Required work:
Copy out every row below word for word, without changing anything.
————————
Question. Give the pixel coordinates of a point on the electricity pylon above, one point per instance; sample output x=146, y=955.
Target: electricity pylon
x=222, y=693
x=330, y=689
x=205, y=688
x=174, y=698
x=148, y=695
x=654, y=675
————————
Response for this exercise:
Question. Give the pixel coordinates of a point on the electricity pylon above, one point per instance; sample output x=146, y=955.
Target: electricity pylon
x=222, y=693
x=330, y=689
x=205, y=688
x=174, y=698
x=148, y=695
x=654, y=675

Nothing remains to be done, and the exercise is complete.